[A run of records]
>> Begin

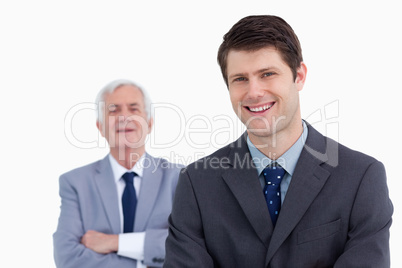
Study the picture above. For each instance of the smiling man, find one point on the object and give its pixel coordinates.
(282, 195)
(114, 212)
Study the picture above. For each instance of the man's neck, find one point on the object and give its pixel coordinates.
(126, 156)
(276, 144)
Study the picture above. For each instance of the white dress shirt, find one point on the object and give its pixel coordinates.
(131, 245)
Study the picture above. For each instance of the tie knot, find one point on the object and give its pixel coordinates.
(129, 177)
(273, 173)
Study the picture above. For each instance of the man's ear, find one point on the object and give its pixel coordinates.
(99, 126)
(301, 76)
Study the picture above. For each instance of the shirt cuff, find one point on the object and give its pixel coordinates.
(131, 245)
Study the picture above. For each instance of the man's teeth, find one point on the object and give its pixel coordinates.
(259, 109)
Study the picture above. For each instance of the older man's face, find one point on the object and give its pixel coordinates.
(125, 121)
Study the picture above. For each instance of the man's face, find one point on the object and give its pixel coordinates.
(263, 91)
(125, 119)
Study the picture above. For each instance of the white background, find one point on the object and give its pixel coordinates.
(56, 55)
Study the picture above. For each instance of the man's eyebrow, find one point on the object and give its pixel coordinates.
(237, 75)
(265, 69)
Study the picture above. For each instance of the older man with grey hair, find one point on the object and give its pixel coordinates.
(114, 211)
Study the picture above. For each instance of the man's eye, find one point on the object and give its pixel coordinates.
(268, 74)
(239, 79)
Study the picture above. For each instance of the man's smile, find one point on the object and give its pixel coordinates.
(260, 108)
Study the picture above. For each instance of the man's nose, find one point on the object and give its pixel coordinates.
(255, 89)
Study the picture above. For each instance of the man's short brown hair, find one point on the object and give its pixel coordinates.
(255, 32)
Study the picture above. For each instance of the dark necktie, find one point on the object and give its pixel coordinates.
(273, 175)
(129, 201)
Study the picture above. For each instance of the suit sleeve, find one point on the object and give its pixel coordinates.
(185, 245)
(68, 251)
(368, 243)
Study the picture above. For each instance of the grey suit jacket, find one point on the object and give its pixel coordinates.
(336, 213)
(89, 202)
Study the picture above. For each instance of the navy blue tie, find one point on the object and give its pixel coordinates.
(273, 175)
(129, 201)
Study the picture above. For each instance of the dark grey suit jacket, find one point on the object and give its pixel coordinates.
(337, 212)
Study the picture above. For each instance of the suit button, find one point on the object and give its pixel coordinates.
(158, 260)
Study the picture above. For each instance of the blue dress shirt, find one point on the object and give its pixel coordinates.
(288, 160)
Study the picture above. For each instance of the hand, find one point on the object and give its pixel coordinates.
(100, 242)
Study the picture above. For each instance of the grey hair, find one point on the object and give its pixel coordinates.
(110, 88)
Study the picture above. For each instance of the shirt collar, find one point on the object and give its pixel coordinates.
(119, 170)
(288, 160)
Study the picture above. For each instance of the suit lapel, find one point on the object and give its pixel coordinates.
(243, 175)
(108, 193)
(150, 184)
(307, 181)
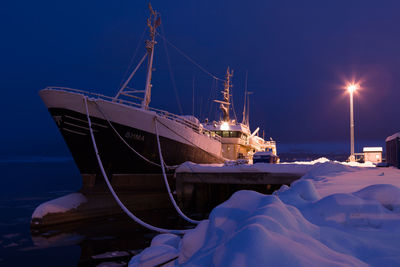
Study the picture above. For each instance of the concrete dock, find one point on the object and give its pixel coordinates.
(198, 189)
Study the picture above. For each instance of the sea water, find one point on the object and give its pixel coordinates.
(27, 182)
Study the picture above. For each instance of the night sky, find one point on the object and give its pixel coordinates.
(298, 54)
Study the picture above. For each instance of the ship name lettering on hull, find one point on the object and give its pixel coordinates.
(134, 136)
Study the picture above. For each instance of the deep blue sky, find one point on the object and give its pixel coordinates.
(298, 55)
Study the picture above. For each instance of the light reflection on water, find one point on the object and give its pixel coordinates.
(26, 184)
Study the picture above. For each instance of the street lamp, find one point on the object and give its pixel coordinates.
(352, 88)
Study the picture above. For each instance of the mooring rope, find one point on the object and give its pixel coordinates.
(171, 197)
(123, 207)
(123, 140)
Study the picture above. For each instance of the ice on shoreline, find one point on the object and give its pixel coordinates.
(59, 205)
(335, 214)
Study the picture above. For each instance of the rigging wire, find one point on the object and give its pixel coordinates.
(171, 73)
(123, 207)
(171, 197)
(210, 102)
(190, 59)
(233, 106)
(133, 57)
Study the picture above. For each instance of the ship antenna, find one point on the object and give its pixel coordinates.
(153, 22)
(224, 105)
(244, 104)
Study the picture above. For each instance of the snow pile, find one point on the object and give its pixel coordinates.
(292, 168)
(303, 225)
(59, 205)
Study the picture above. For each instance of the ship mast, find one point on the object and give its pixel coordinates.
(226, 93)
(152, 22)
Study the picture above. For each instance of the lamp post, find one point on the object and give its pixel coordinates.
(352, 88)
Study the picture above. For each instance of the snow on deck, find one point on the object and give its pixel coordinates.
(59, 205)
(335, 215)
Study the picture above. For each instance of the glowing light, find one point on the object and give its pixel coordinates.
(352, 87)
(225, 126)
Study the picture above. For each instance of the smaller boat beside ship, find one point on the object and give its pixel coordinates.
(127, 130)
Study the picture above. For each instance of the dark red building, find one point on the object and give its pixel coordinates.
(393, 150)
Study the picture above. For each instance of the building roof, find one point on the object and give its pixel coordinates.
(394, 136)
(372, 149)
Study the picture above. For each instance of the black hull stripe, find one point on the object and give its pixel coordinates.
(116, 156)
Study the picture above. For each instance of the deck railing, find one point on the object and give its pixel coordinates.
(162, 113)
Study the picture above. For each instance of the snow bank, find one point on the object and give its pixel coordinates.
(59, 205)
(310, 223)
(257, 167)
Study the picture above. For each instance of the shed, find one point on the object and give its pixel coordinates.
(393, 150)
(373, 154)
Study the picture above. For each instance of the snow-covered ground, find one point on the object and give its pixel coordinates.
(335, 215)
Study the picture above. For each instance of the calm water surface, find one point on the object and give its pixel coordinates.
(26, 183)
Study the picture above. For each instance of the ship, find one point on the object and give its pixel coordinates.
(126, 127)
(238, 143)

>> End

Directions for this task.
Reproduce everything from the line containing "Study the picture above. For each instance of the snow-covered" down to the end of the data, requests included. Multiply each coordinate value in the answers by 0.6 and round it to a whole number, rounding halves up.

Response.
Study the picture above. For each instance of the snow-covered ground, find one point on the object and give its pixel coordinates.
(201, 129)
Study the picture above. For each instance of the calm water surface, find one point on the object and give its pixel coordinates.
(16, 110)
Study the picture above. For each instance of the ship, find one point on the object and give its pixel coordinates.
(76, 76)
(143, 86)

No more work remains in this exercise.